▶ _Problem requirements_:
Copy the material below word for word, beginning at the line that contains "For the benchmark, annotate every instance of the horizon" and continuing through the final line of the material.

▶ _Dataset extract_:
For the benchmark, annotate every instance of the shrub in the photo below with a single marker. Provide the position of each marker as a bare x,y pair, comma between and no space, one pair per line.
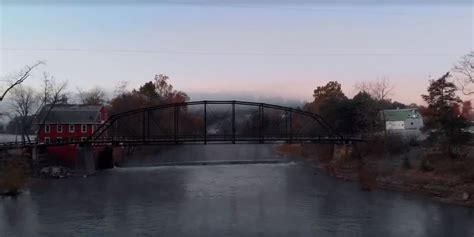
13,174
406,162
396,144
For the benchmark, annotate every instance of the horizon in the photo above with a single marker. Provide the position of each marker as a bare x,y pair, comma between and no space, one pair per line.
266,49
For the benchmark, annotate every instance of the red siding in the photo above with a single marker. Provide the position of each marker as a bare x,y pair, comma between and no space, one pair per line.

▶ _Solution to the exercise_:
For the benchmark, annotate every instance of the horizon in the photo above with a single marker. Provide the position of each marker as a bare x,y pair, comma between and no space, one pair per line.
266,49
For the benchmark, annotate every instance of the red siding in the photo above with a single marker. Provide the position of each marker as a bare x,y pair, comma between and no space, one pair per line.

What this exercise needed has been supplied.